Recorded data:
★ ★ ★ ★

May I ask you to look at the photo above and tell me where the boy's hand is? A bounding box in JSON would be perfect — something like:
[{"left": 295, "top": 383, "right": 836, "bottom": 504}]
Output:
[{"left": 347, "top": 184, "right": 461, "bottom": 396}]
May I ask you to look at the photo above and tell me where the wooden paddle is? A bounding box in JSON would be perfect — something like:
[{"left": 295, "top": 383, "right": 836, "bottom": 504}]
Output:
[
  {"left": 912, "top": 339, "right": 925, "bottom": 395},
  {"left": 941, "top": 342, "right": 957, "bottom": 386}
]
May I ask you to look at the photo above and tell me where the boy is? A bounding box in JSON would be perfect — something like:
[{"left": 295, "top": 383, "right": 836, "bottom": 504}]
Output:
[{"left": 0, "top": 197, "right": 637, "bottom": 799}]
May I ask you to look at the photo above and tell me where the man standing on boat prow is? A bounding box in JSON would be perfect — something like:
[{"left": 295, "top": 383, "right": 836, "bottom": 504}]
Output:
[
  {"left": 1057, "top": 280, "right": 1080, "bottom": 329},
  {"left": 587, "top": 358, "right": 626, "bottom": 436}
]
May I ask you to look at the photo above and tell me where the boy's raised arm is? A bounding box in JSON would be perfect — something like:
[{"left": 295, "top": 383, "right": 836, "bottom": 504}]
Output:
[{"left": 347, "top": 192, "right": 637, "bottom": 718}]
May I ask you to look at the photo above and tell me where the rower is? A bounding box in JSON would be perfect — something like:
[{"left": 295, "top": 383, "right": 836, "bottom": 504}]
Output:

★ ★ ★ ★

Task instructions:
Extract all of the data above without altering anything.

Reply to the exercise:
May I ask you to look at the photo above and tell me where the boy's hand is? A bounding box in JSON would be perfect — something like:
[{"left": 295, "top": 383, "right": 836, "bottom": 504}]
Output:
[{"left": 347, "top": 184, "right": 461, "bottom": 396}]
May I ask you to look at the photo above and tell me where the wooden paddle is? A bounding box in JSON would be perfect — something like:
[{"left": 295, "top": 383, "right": 836, "bottom": 504}]
Output:
[
  {"left": 912, "top": 339, "right": 925, "bottom": 395},
  {"left": 941, "top": 342, "right": 957, "bottom": 386}
]
May I ask you to look at the photo above and tell me where the boy is? A bounding box in JSON would be perfect — something like:
[{"left": 295, "top": 383, "right": 836, "bottom": 504}]
Output:
[{"left": 0, "top": 197, "right": 637, "bottom": 799}]
May I ask you to look at the photo above and tell me where the man standing on boat prow is? A bounding box in JSON would be perfect — something like:
[{"left": 295, "top": 383, "right": 836, "bottom": 504}]
Output:
[
  {"left": 1057, "top": 280, "right": 1080, "bottom": 329},
  {"left": 587, "top": 358, "right": 626, "bottom": 436}
]
May I ask you to look at the photo above and tell me where the boy's raised arm is? A bounding box in JSON would be perfect — something like:
[{"left": 295, "top": 383, "right": 836, "bottom": 504}]
Output:
[{"left": 347, "top": 192, "right": 637, "bottom": 718}]
May I ask you to look at the photo above and tell me where the rower is? A bounding box in JSON would be perfect — something like:
[{"left": 295, "top": 383, "right": 836, "bottom": 504}]
Output:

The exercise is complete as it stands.